# [GOAL OF THE EXERCISE]
Type out the records that follow, exactly as given.
------------------------------------------------
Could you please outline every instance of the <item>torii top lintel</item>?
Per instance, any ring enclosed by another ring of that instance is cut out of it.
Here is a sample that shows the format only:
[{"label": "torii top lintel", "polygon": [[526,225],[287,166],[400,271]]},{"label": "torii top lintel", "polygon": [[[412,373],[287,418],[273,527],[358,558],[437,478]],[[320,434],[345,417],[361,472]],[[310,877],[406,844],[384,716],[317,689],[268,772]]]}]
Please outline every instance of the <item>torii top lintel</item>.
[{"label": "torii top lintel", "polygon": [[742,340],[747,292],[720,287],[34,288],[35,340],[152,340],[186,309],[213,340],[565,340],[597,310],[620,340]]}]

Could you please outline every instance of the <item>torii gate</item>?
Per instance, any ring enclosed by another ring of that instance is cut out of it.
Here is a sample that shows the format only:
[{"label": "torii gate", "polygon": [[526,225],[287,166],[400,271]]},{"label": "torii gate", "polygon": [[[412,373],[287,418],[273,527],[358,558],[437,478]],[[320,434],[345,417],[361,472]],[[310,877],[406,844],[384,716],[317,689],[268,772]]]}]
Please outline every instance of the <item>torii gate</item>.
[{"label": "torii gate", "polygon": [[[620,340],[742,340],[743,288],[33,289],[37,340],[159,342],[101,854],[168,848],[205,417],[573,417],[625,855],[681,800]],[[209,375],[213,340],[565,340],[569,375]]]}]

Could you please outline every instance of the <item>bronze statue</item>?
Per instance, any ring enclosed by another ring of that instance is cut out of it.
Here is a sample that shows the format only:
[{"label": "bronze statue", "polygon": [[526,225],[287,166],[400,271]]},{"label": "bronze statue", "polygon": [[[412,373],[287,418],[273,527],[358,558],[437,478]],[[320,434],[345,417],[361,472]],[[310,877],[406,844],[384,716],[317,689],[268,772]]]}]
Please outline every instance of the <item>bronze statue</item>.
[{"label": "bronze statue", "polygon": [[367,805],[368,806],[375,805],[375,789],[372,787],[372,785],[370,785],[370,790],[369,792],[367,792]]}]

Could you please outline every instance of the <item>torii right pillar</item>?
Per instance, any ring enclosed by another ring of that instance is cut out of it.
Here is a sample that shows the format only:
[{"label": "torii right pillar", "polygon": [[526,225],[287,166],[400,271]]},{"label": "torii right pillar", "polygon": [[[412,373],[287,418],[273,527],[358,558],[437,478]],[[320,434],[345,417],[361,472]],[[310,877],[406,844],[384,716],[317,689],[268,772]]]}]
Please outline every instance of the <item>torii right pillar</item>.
------------------------------------------------
# [RESPONSE BELOW]
Could you please outline every instance of the <item>torii top lintel</item>?
Per instance, any ring enclosed by another ring of that instance is cut out of it.
Here is a sample that shows the format only:
[{"label": "torii top lintel", "polygon": [[526,225],[287,166],[400,271]]},{"label": "torii top lintel", "polygon": [[[412,373],[287,418],[273,527],[358,558],[437,478]],[[320,434],[345,417],[361,472]],[[310,877],[406,844],[384,716],[317,689],[268,772]]]}]
Please outline every instance of the <item>torii top lintel</item>.
[{"label": "torii top lintel", "polygon": [[742,340],[747,292],[720,287],[34,288],[35,340],[152,340],[186,309],[213,340],[565,340],[597,310],[620,340]]}]

Could you please outline every instance of the <item>torii gate</item>?
Per instance, any ring enclosed by another ring of that instance is cut out of it.
Here is a sample that shows the format only:
[{"label": "torii gate", "polygon": [[526,225],[287,166],[400,271]]},{"label": "torii gate", "polygon": [[[412,373],[287,418],[273,527],[358,558],[437,478]],[[320,434],[345,417],[361,472]],[[310,877],[406,844],[384,716],[317,689],[268,772]]]}]
Please outline every instance of the <item>torii gate</item>.
[{"label": "torii gate", "polygon": [[[620,340],[742,340],[743,288],[33,289],[37,340],[159,342],[101,854],[168,848],[205,417],[573,417],[625,855],[681,800]],[[209,375],[213,340],[565,340],[569,375]]]}]

Could you please outline every instance of the <item>bronze statue</item>?
Per instance, any ring enclosed by another ring of that instance is cut out of it.
Here is a sample that shows the format only:
[{"label": "bronze statue", "polygon": [[526,225],[287,166],[400,271]]},{"label": "bronze statue", "polygon": [[[412,373],[287,418],[273,527],[358,558],[437,478]],[[320,434],[345,417],[361,472]],[[310,877],[406,844],[384,716],[317,689],[268,772]]]}]
Please outline every instance of the <item>bronze statue</item>.
[{"label": "bronze statue", "polygon": [[367,805],[368,806],[375,805],[375,789],[372,787],[372,785],[370,785],[370,790],[369,792],[367,792]]}]

Could you please outline every instance of the <item>torii right pillar</item>?
Per instance, any ring enclosed by another ring of that instance is cut out of it.
Here is a sample that shows the format only:
[{"label": "torii right pillar", "polygon": [[526,225],[287,166],[400,271]]},{"label": "torii right pillar", "polygon": [[[412,373],[287,418],[273,527],[358,558],[437,478]],[[320,434],[345,417],[361,472]],[[310,877],[406,844],[384,716],[317,689],[268,772]]]}]
Please outline every instance of the <item>torii right pillar</item>.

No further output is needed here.